_EXTRACT TO READ_:
........

Paragraph (1), Article 5, Pricing, of the Canada - U.S.A. Agreement provides that:

The Parties acknowledge that market forces shall be the primary consideration in the establishment of prices for air transportation. Intervention by the aeronautical authorities shall be limited to:

(a) prevention of unreasonably discriminatory prices or practices;

(b) protection of consumers from prices that are unreasonably high or restrictive because of the abuse of a dominant position;

(c) protection of airlines from prices to the extent that they are artificially low because of direct or indirect governmental subsidy or support; and

(d) protection of airlines from prices that are artificially low, where evidence exists as to an intent of eliminating competition.

........

_DATA EXTRACTS_:

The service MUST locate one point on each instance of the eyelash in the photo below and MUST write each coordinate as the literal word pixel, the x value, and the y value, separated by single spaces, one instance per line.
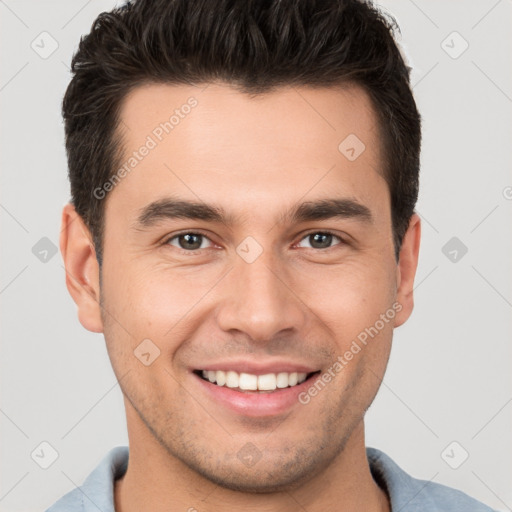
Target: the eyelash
pixel 200 251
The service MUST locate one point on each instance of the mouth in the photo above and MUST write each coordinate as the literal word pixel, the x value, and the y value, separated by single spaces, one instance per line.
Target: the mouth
pixel 255 384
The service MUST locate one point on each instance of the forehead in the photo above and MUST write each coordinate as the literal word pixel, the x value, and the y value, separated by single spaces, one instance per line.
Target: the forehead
pixel 216 144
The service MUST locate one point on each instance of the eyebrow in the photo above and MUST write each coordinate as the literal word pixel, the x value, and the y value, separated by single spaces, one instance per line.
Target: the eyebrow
pixel 323 209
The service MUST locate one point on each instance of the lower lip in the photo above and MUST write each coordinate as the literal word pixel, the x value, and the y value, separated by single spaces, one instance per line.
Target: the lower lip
pixel 255 404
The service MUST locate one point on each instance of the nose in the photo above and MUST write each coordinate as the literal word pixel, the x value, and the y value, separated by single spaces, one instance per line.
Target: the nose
pixel 259 301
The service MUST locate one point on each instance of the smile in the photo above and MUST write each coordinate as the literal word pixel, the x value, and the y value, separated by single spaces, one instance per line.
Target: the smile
pixel 247 382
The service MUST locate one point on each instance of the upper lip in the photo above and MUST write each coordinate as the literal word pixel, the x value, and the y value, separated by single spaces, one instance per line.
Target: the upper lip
pixel 258 367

........

_QUESTIONS TO ANSWER_:
a – In the air transportation pricing excerpt, what do the Parties agree should be the primary consideration when setting prices for air transportation?
b – In the air transportation pricing excerpt, rewrite the paragraph that begins "The Parties acknowledge" in fewer words, keeping its main facts.

_ACTIVITY ANSWERS_:
a – Market forces.

b – The Parties agree that market forces are the main factor in setting air transportation prices, and that the aeronautical authorities may step in only in limited cases.